## [Required work]
Pick out and copy in full every line of the records below that contains the word "each".
======== Recorded data ========
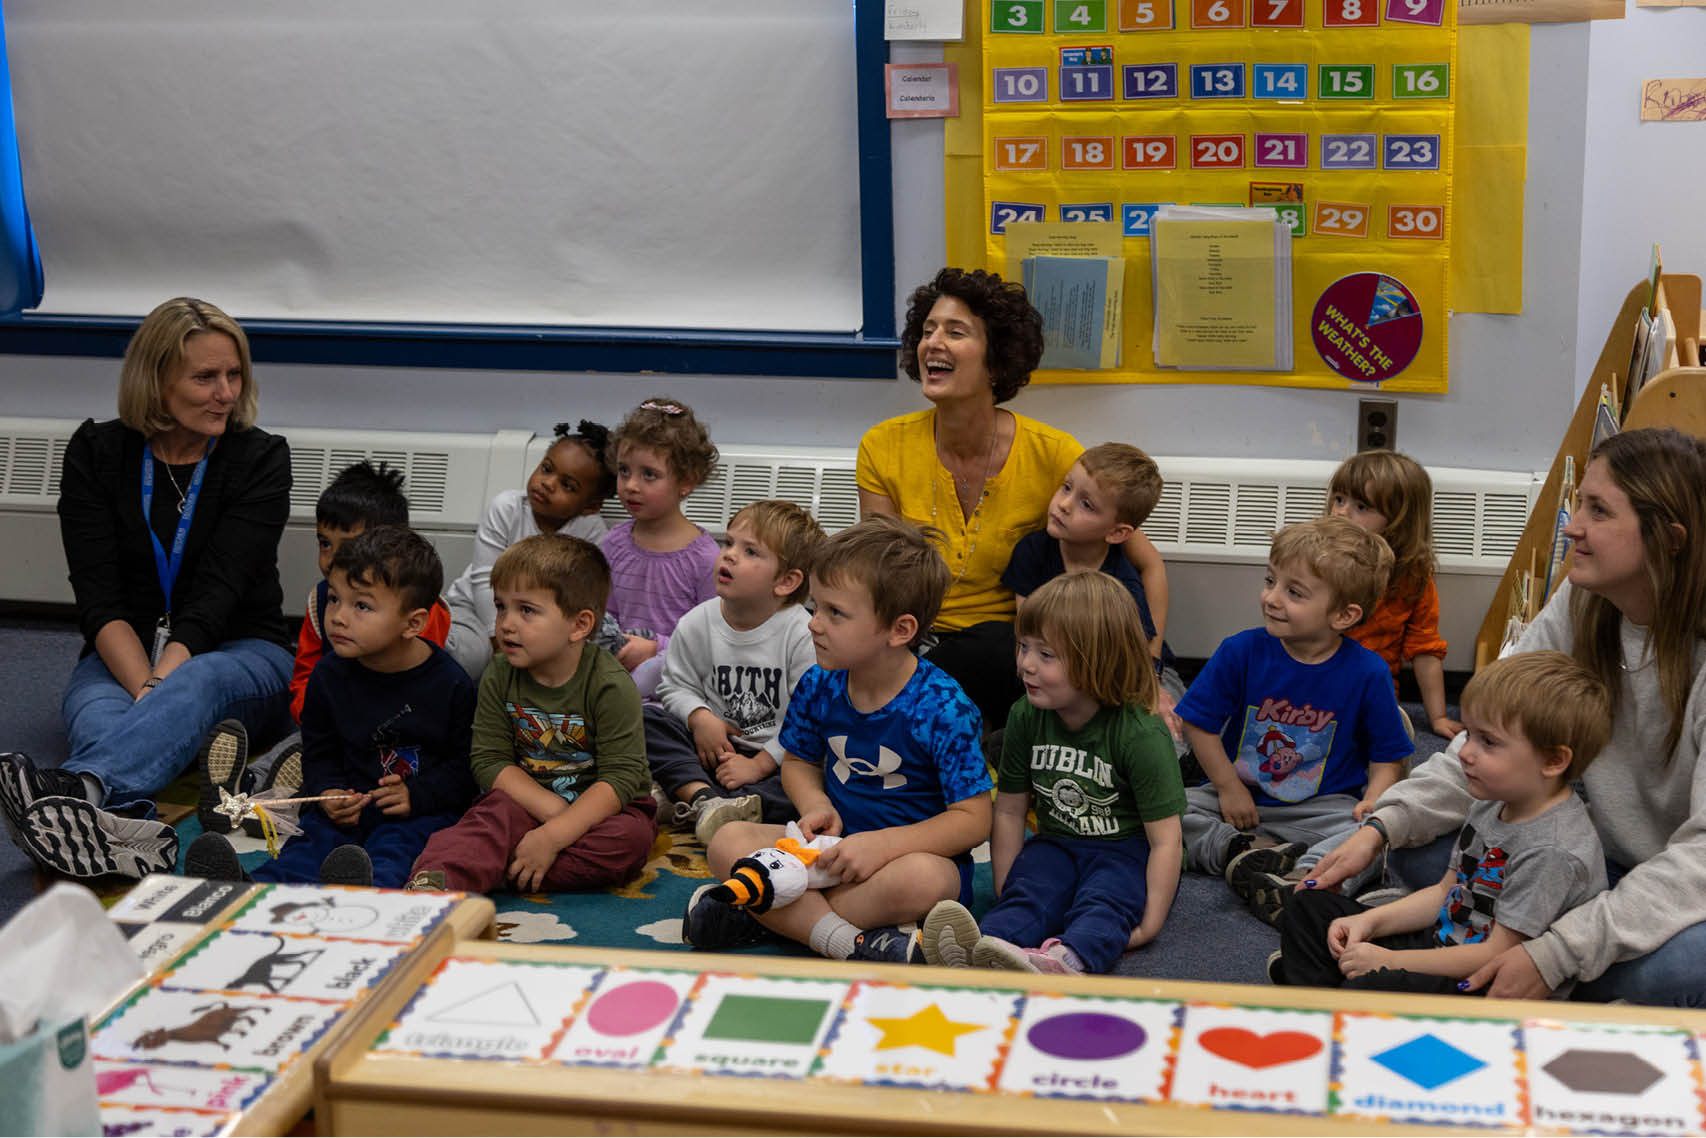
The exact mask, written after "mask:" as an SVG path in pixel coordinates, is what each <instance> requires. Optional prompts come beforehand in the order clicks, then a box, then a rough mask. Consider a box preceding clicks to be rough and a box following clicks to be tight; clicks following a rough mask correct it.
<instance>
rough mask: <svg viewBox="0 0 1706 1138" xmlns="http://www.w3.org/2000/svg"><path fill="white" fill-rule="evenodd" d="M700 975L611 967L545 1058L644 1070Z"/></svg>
mask: <svg viewBox="0 0 1706 1138" xmlns="http://www.w3.org/2000/svg"><path fill="white" fill-rule="evenodd" d="M696 983H699V973H670V971H657V969H628V967H612V969H611V971H609V973H606V974H604V979H602V981H601V983H599V988H597V991H594V993H592V1000H590V1002H589V1003H587V1008H585V1010H583V1012H582V1013H580V1015H577V1017H575V1020H573V1022H572V1024H570V1025H568V1031H566V1032H563V1037H561V1039H560V1041H558V1044H556V1046H554V1048H553V1049H551V1054H548V1056H546V1058H548V1060H551V1061H553V1063H568V1065H573V1066H647V1065H648V1063H652V1060H653V1058H657V1053H659V1046H660V1044H662V1041H664V1036H665V1032H667V1031H669V1025H670V1024H674V1022H676V1017H677V1015H679V1013H681V1008H682V1005H684V1003H686V1002H688V993H689V991H693V986H694V984H696Z"/></svg>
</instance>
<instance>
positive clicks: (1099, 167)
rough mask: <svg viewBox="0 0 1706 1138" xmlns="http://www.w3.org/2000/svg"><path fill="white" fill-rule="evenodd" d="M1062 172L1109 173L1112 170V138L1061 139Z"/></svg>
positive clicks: (1112, 143)
mask: <svg viewBox="0 0 1706 1138" xmlns="http://www.w3.org/2000/svg"><path fill="white" fill-rule="evenodd" d="M1061 169H1063V171H1111V169H1114V138H1112V135H1107V136H1083V138H1061Z"/></svg>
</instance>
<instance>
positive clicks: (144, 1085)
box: [96, 1060, 273, 1114]
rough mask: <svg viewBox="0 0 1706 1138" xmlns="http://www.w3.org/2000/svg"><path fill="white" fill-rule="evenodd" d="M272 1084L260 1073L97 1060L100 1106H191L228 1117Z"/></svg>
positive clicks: (154, 1106) (204, 1110)
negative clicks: (226, 1116)
mask: <svg viewBox="0 0 1706 1138" xmlns="http://www.w3.org/2000/svg"><path fill="white" fill-rule="evenodd" d="M271 1082H273V1080H271V1077H270V1075H263V1073H259V1071H229V1070H212V1068H205V1066H169V1065H164V1063H109V1061H107V1060H96V1095H97V1097H99V1099H101V1106H102V1107H104V1106H107V1104H114V1106H135V1107H189V1109H194V1111H208V1112H213V1114H229V1112H232V1111H241V1109H242V1107H246V1106H247V1104H251V1102H254V1099H256V1097H259V1094H261V1092H263V1090H266V1087H268V1085H270V1083H271Z"/></svg>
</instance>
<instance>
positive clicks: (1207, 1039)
mask: <svg viewBox="0 0 1706 1138" xmlns="http://www.w3.org/2000/svg"><path fill="white" fill-rule="evenodd" d="M1196 1041H1198V1042H1199V1044H1203V1049H1204V1051H1208V1053H1210V1054H1218V1056H1220V1058H1223V1060H1232V1061H1233V1063H1237V1065H1239V1066H1249V1068H1254V1070H1257V1071H1259V1070H1264V1068H1269V1066H1280V1065H1281V1063H1297V1061H1298V1060H1307V1058H1309V1056H1312V1054H1315V1053H1317V1051H1320V1041H1319V1039H1315V1037H1314V1036H1310V1034H1309V1032H1302V1031H1276V1032H1269V1034H1266V1036H1257V1034H1256V1032H1252V1031H1245V1029H1244V1027H1215V1029H1210V1031H1206V1032H1203V1034H1201V1036H1198V1037H1196Z"/></svg>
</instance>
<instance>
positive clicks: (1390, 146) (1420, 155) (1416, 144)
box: [1380, 135, 1440, 171]
mask: <svg viewBox="0 0 1706 1138" xmlns="http://www.w3.org/2000/svg"><path fill="white" fill-rule="evenodd" d="M1382 145H1384V150H1382V160H1380V164H1382V165H1384V167H1385V169H1389V171H1436V169H1440V136H1438V135H1385V136H1384V138H1382Z"/></svg>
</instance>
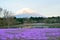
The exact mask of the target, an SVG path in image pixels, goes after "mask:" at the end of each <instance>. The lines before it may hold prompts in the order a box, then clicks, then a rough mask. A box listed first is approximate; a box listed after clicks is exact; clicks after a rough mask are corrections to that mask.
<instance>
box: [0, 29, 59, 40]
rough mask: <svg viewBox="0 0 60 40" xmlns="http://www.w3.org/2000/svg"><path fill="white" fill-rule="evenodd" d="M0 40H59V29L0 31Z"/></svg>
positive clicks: (33, 29)
mask: <svg viewBox="0 0 60 40" xmlns="http://www.w3.org/2000/svg"><path fill="white" fill-rule="evenodd" d="M0 40H60V28H15V29H14V28H10V29H0Z"/></svg>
========
## [Exercise answer]
The exact mask, written after "mask:" as an SVG path in pixel coordinates, is what each <instance> requires. Optional prompts come beforehand in the order clicks, then a box, then a rough mask. Consider a box preceding clicks to be rough and a box following clicks to be tight; clicks following a rough mask correct it.
The exact mask of the target, an SVG path in image pixels, goes after "mask:" at the end of each <instance>. The lines before it may hold prompts in the order a box, then clicks, then a rough mask. A box listed first is approximate; a box listed after clicks is exact; clicks after a rough mask are corrections to that mask.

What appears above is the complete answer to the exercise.